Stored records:
────

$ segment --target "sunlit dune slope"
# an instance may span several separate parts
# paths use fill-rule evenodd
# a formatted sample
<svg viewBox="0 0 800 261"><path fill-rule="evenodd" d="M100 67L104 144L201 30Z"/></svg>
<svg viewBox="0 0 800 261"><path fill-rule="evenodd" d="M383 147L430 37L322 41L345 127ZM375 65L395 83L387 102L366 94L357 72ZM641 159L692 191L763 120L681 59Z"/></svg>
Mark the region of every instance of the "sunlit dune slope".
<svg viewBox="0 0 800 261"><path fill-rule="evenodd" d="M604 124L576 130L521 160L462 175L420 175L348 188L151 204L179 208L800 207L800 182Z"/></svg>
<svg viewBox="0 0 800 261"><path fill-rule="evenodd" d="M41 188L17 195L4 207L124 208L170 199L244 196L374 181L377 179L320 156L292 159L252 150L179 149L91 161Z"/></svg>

────

▶ **REQUIRED WORK**
The answer should be an exact copy of the lines from the one containing "147L430 37L322 41L345" through the last line of the entries, both included.

▶ **TASK OUTPUT**
<svg viewBox="0 0 800 261"><path fill-rule="evenodd" d="M383 147L430 37L322 41L345 127ZM375 65L395 83L387 102L366 94L357 72ZM641 159L692 191L763 120L681 59Z"/></svg>
Mark the region of every instance of the "sunlit dune slope".
<svg viewBox="0 0 800 261"><path fill-rule="evenodd" d="M604 124L576 130L521 160L462 175L420 175L348 188L151 204L179 208L800 207L800 182Z"/></svg>
<svg viewBox="0 0 800 261"><path fill-rule="evenodd" d="M41 188L17 195L4 207L124 208L170 199L244 196L374 181L377 179L320 156L292 159L252 150L179 149L91 161Z"/></svg>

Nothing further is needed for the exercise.